Air strikes continue as Ukraine sacks army recruitment chiefs in corruption crackdown

UN official decries Russian missile attacks as another hotel used by aid staff is hit

Rescuers work outside a destroyed church after a Russian missile strike in Zaporizhzhia, Ukraine, on Thursday. Photograph: Marina Moiseyenko/AFP via Getty
Rescuers work outside a destroyed church after a Russian missile strike in Zaporizhzhia, Ukraine, on Thursday. Photograph: Marina Moiseyenko/AFP via Getty

Ukraine announced the sacking of senior military recruitment officers nationwide in an anti-corruption crackdown, as Moscow launched more deadly missile strikes on the country and drew condemnation from a United Nations official after a hotel used by the organisation’s staff was hit.

Kyiv said an eight-year-old boy was killed in a residential area of western Ukraine after Russia fired four advanced Kinzhal (“Dagger”) missiles at the region on Friday morning. Three struck close to an airfield in the Ivano-Frankivsk province, where officials said Ukrainian pilots were located before going abroad for training on western fighter jets.

• [Check your understanding]
• a. Say whether each statement agrees with the news report, answering yes or no and quoting the words that decide it: (i) the child killed in western Ukraine was eight years old; (ii) all four Kinzhal missiles struck near an airfield; (iii) the Kinzhal missiles were fired on Thursday.
• b. Answer these questions from the news report:
(i) In what city was the destroyed church?
(ii) What English name is given for the Kinzhal missiles?
(iii) In which province was the airfield?
• c. Echo the part of the news report that begins at the words "Air strikes continue" and stops after "staff was hit.".
The records are separate material and have no connection to the news report.

• [Extracted entries]

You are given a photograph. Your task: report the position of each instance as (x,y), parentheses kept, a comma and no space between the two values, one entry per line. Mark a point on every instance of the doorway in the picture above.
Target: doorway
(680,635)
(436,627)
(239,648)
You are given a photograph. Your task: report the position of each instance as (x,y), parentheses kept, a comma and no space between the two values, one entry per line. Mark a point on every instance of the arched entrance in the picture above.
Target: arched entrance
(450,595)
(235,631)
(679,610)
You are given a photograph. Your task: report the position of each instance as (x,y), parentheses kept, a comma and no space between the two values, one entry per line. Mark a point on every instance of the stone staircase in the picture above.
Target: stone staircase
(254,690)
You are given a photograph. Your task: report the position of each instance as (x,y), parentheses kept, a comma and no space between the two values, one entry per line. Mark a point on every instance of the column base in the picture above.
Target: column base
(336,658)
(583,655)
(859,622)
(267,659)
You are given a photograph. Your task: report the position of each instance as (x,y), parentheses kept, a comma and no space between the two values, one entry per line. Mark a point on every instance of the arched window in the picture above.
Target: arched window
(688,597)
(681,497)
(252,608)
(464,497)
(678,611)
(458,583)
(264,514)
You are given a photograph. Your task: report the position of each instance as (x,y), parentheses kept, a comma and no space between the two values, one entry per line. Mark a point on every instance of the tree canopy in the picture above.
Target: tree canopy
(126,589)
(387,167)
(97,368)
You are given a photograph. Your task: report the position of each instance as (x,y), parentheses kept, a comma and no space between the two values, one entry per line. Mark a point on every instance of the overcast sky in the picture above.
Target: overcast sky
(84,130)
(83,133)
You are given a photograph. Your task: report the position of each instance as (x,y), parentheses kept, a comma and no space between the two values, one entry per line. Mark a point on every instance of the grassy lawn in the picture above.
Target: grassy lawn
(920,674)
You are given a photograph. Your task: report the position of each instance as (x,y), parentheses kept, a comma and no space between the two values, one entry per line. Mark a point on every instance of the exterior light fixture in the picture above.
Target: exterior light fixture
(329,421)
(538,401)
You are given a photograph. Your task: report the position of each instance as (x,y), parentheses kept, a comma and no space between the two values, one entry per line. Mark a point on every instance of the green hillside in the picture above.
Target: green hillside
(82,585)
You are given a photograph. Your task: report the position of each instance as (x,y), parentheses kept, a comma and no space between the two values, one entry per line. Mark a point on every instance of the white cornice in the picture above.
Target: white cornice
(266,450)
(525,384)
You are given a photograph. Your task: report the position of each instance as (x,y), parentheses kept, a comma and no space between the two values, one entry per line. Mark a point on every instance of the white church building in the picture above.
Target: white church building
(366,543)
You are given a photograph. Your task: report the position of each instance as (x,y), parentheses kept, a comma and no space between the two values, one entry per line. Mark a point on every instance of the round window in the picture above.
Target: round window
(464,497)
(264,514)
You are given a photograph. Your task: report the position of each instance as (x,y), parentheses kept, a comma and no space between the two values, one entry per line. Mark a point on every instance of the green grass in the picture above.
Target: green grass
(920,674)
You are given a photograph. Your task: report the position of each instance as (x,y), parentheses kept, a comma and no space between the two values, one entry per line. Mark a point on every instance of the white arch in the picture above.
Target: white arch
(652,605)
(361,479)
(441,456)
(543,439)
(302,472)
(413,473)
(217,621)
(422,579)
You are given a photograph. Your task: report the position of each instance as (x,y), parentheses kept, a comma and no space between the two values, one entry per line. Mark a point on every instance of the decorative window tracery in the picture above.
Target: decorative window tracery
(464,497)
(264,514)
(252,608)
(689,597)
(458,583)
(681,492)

• [Solutions in order]
• a.
(i) Yes: "an eight-year-old boy was killed in a residential area of western Ukraine"
(ii) No: "Three struck close to an airfield in the Ivano-Frankivsk province"
(iii) No: "fired four advanced Kinzhal (“Dagger”) missiles at the region on Friday morning"

• b.
(i) Zaporizhzhia
(ii) "Dagger"
(iii) Ivano-Frankivsk

• c.
Air strikes continue as Ukraine sacks army recruitment chiefs in corruption crackdown

UN official decries Russian missile attacks as another hotel used by aid staff is hit

Rescuers work outside a destroyed church after a Russian missile strike in Zaporizhzhia, Ukraine, on Thursday. Photograph: Marina Moiseyenko/AFP via Getty
Rescuers work outside a destroyed church after a Russian missile strike in Zaporizhzhia, Ukraine, on Thursday. Photograph: Marina Moiseyenko/AFP via Getty

Ukraine announced the sacking of senior military recruitment officers nationwide in an anti-corruption crackdown, as Moscow launched more deadly missile strikes on the country and drew condemnation from a United Nations official after a hotel used by the organisation’s staff was hit.